WHAT YOU HAVE TO DO: Would you retype the listing word for word, skipping its pictures?

SUPPLIED MATERIAL:
= Beginning of Section =
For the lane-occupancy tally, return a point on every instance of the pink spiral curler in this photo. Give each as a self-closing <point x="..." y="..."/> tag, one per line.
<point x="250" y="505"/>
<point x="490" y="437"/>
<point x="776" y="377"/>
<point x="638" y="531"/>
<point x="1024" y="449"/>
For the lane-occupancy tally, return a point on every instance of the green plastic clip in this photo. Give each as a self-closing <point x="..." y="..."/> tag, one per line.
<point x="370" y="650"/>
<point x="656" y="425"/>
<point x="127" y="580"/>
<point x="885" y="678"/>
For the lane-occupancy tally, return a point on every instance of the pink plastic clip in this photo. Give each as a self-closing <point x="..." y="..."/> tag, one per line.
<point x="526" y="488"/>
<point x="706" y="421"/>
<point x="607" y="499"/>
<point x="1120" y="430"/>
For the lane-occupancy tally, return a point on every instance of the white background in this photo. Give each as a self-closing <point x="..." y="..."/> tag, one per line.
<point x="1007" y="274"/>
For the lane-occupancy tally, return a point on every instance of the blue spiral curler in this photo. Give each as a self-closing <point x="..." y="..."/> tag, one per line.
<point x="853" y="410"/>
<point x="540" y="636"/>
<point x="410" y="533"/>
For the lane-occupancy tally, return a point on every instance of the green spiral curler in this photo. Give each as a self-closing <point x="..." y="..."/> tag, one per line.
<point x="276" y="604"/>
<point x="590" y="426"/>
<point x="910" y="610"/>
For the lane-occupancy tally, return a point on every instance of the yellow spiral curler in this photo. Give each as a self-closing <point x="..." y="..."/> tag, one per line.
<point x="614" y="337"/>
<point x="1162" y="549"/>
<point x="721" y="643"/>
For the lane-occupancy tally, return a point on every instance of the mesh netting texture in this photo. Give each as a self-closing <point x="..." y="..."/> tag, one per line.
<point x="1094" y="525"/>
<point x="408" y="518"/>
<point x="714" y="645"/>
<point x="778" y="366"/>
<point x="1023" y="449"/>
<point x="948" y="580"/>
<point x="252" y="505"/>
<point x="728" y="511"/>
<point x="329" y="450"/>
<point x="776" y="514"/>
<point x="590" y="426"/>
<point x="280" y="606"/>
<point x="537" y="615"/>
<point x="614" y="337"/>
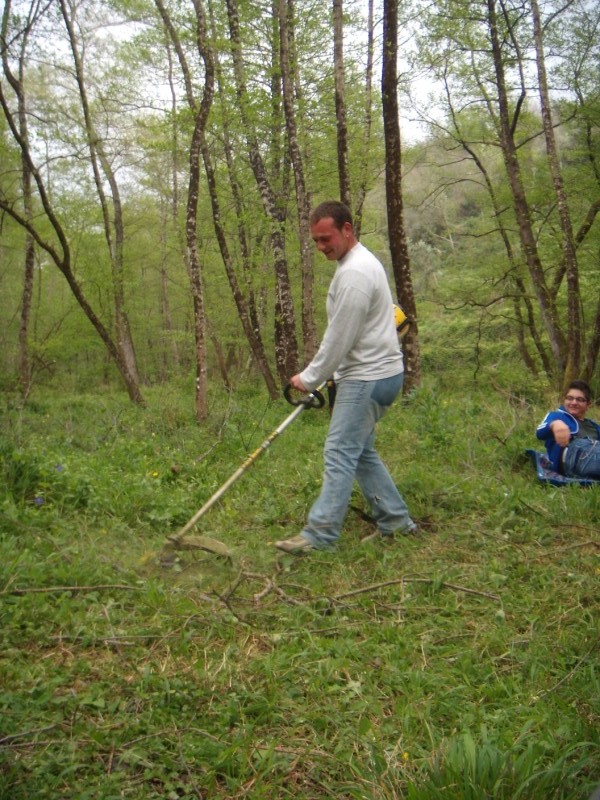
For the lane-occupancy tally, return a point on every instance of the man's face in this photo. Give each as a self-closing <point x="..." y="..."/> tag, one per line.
<point x="576" y="403"/>
<point x="330" y="240"/>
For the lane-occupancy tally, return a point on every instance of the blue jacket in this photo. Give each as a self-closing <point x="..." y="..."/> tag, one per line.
<point x="544" y="433"/>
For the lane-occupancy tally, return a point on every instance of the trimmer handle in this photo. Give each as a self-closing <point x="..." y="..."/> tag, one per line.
<point x="313" y="399"/>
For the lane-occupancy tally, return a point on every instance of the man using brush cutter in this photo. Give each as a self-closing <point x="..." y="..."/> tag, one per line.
<point x="360" y="349"/>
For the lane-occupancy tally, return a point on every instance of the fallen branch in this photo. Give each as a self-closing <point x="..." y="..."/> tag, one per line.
<point x="54" y="589"/>
<point x="568" y="676"/>
<point x="444" y="584"/>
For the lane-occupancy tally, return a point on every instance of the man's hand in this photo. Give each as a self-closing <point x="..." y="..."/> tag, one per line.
<point x="561" y="433"/>
<point x="297" y="383"/>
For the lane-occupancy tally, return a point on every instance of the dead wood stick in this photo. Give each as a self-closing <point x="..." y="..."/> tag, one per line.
<point x="53" y="589"/>
<point x="397" y="581"/>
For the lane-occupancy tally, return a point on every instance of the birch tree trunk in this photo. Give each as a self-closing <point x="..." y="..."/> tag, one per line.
<point x="340" y="103"/>
<point x="309" y="335"/>
<point x="114" y="231"/>
<point x="368" y="119"/>
<point x="286" y="346"/>
<point x="521" y="207"/>
<point x="393" y="191"/>
<point x="574" y="333"/>
<point x="60" y="254"/>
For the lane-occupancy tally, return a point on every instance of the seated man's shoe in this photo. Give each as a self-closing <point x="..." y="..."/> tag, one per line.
<point x="295" y="545"/>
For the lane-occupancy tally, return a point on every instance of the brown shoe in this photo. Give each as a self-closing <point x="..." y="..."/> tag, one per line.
<point x="297" y="544"/>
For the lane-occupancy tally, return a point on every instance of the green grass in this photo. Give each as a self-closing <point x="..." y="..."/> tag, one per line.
<point x="458" y="664"/>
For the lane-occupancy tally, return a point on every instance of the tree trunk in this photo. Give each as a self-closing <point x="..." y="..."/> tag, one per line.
<point x="574" y="332"/>
<point x="521" y="207"/>
<point x="62" y="258"/>
<point x="101" y="167"/>
<point x="286" y="346"/>
<point x="340" y="102"/>
<point x="393" y="188"/>
<point x="364" y="172"/>
<point x="309" y="334"/>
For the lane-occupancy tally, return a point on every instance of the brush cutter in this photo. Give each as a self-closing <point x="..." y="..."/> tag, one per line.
<point x="180" y="540"/>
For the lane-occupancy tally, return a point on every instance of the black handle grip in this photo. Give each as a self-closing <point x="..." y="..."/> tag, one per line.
<point x="312" y="400"/>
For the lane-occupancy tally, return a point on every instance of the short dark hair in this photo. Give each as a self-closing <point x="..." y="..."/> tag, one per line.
<point x="583" y="387"/>
<point x="339" y="213"/>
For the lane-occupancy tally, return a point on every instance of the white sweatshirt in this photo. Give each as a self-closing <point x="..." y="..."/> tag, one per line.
<point x="360" y="342"/>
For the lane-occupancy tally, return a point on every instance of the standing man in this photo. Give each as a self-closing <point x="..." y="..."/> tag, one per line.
<point x="360" y="349"/>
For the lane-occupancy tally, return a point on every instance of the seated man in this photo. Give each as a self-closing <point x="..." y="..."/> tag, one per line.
<point x="572" y="440"/>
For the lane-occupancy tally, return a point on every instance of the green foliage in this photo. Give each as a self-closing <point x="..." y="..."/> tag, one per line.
<point x="457" y="664"/>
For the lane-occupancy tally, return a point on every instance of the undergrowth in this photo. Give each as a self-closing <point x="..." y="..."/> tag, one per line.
<point x="457" y="664"/>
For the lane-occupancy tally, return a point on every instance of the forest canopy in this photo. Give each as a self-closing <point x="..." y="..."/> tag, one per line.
<point x="160" y="159"/>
= End of Section =
RESPONSE AREA:
For the lane-occupancy tally, return a point on every instance of the pink spiral curler in this photo. Give each as a self-closing <point x="..." y="..."/> tag, one per line.
<point x="250" y="505"/>
<point x="490" y="437"/>
<point x="776" y="377"/>
<point x="638" y="531"/>
<point x="1024" y="449"/>
For the lane-occupancy tally, return a point on every instance of the green plastic clip in this photo. Give each as a self-closing <point x="..." y="..."/> tag, one per line.
<point x="370" y="650"/>
<point x="656" y="425"/>
<point x="127" y="580"/>
<point x="885" y="678"/>
For the lane-occupancy tally, return a point on every instance of the pink plastic clip in this photo. Give each as a self-closing <point x="..." y="..."/> tag, one per line.
<point x="526" y="488"/>
<point x="706" y="421"/>
<point x="607" y="499"/>
<point x="1120" y="430"/>
For the lane-occupancy tally, return a point on every instance of the white background in this photo. Give each as a self-closing <point x="..." y="..."/> tag, one per line.
<point x="1007" y="274"/>
For the lane-occupancy tally, return a point on every instance of the blue spiral curler in this photo. Give each as a self-closing <point x="..." y="..."/> tag, one per line.
<point x="853" y="410"/>
<point x="540" y="636"/>
<point x="410" y="533"/>
For the lane-occupancy tally, return a point on every instance of the green spiral curler in this photo. Give each as a self-closing <point x="..." y="..."/> tag, one per line.
<point x="276" y="604"/>
<point x="590" y="426"/>
<point x="910" y="610"/>
For the lane-occupancy tally, return a point on every instance of the yellow spiral curler in this photo. Give each as a self-closing <point x="..." y="..."/> tag, one per line.
<point x="614" y="337"/>
<point x="1162" y="549"/>
<point x="721" y="643"/>
For the lane-occupancy tally, return a point on every instance of the mesh netting texture in this photo. Give each as a self-closing <point x="..." y="..."/> tag, one per line.
<point x="1094" y="525"/>
<point x="408" y="518"/>
<point x="714" y="645"/>
<point x="778" y="366"/>
<point x="1023" y="449"/>
<point x="948" y="580"/>
<point x="252" y="505"/>
<point x="728" y="511"/>
<point x="329" y="450"/>
<point x="776" y="514"/>
<point x="590" y="426"/>
<point x="280" y="606"/>
<point x="537" y="615"/>
<point x="614" y="337"/>
For the lane-occupancy tally, return a point on every instance of the man's face in this photo. Give each as a self-closing <point x="..." y="..."/> tag, one per line.
<point x="576" y="403"/>
<point x="330" y="240"/>
For the lane-occupancy tally, return a point on every instance of the blue jacket in this photo. Give each as a self-closing <point x="..." y="..."/> tag, one per line.
<point x="544" y="433"/>
For the lane-occupancy tally, return a point on every instance of the trimmer handle in this photo. Give each as a self-closing <point x="..." y="..."/> tag, one per line.
<point x="313" y="399"/>
For the lane-occupancy tally, return a point on every instance of the man using brush cutter in this photo. Give each as a self-closing <point x="..." y="..."/> tag, one per line.
<point x="360" y="349"/>
For the lane-occupancy tally, return a point on every instance of the fallen branch in this photo. Give each as a self-closing <point x="..." y="..."/> tag, one per line.
<point x="54" y="589"/>
<point x="568" y="676"/>
<point x="444" y="584"/>
For the lane-occupancy tally, return a point on every instance of the man's hand in this photo. Give each as a self-closing <point x="..." y="..."/> tag, one per line.
<point x="561" y="433"/>
<point x="297" y="383"/>
For the lane-occupancy tally, return a point on every instance of the dead wood stick in this photo. Give each as a self-closing <point x="..." y="..."/> tag, one per line.
<point x="53" y="589"/>
<point x="397" y="581"/>
For the lane-occupancy tally, return a point on every instance of the birch tree trunk in this photo. Give each as a self-closing <point x="..." y="..."/> tag, one per line.
<point x="340" y="103"/>
<point x="309" y="335"/>
<point x="114" y="231"/>
<point x="368" y="119"/>
<point x="286" y="346"/>
<point x="521" y="207"/>
<point x="393" y="191"/>
<point x="574" y="333"/>
<point x="60" y="254"/>
For the lane-occupancy tally, return a point on every instance of the seated man's shoe in this photo. Give each as a self-closing <point x="..." y="..."/> tag, one per line.
<point x="295" y="545"/>
For the lane-occupancy tally, return a point on every instance of the brown shoe in this photo. Give each as a self-closing <point x="..." y="..."/> tag, one per line.
<point x="297" y="544"/>
For the lane-occupancy tally, return a point on every instance of the green grass in this photo. Give each as a self-closing <point x="..." y="..."/> tag, one per line.
<point x="458" y="664"/>
For the lane-occupancy tally, return a point on every instance of the tree trunk in this photo. Give each as a self-closing <point x="..." y="..."/> tag, one per line.
<point x="574" y="332"/>
<point x="521" y="207"/>
<point x="62" y="258"/>
<point x="101" y="167"/>
<point x="286" y="346"/>
<point x="340" y="102"/>
<point x="393" y="188"/>
<point x="364" y="172"/>
<point x="309" y="334"/>
For the lane-occupancy tally, return a point on every instance of the brush cutter in this photo. Give each as a self-closing <point x="..." y="..."/> tag, one per line.
<point x="180" y="540"/>
For the lane-occupancy tally, return a point on every instance of the black handle grip in this photo. Give each as a self-closing <point x="..." y="..."/> tag, one per line.
<point x="312" y="400"/>
For the lane-occupancy tally, return a point on every instance of the short dark hair in this photo. Give each as a self-closing <point x="..." y="..."/> tag, one per line.
<point x="583" y="387"/>
<point x="339" y="213"/>
For the lane-occupancy tally, return a point on every instance of the white sweatshirt in this photo. Give each as a self-closing <point x="..." y="..."/> tag, one per line.
<point x="360" y="342"/>
For the lane-occupancy tally, return a point on every instance of the standing man in this photo. Give each as a self-closing <point x="..." y="..."/> tag, one per line.
<point x="360" y="349"/>
For the lane-occupancy tally, return a point on every instance of the seated man in this photo. Give each as a self-closing <point x="..." y="..."/> tag, one per line.
<point x="572" y="440"/>
For the lane-occupancy tally, return a point on every instance of the green foliage in this photo. Give each as a self-closing <point x="..." y="..."/> tag, one per line.
<point x="457" y="664"/>
For the lane-occupancy tally, return a point on every instance of the undergrowth in this photo. Give each as a self-closing <point x="..." y="..."/> tag, one per line.
<point x="457" y="664"/>
For the lane-occupancy tally, return a point on every instance of the forest canopy in this photo. Give each as a self-closing <point x="..." y="..."/> tag, one per line.
<point x="160" y="159"/>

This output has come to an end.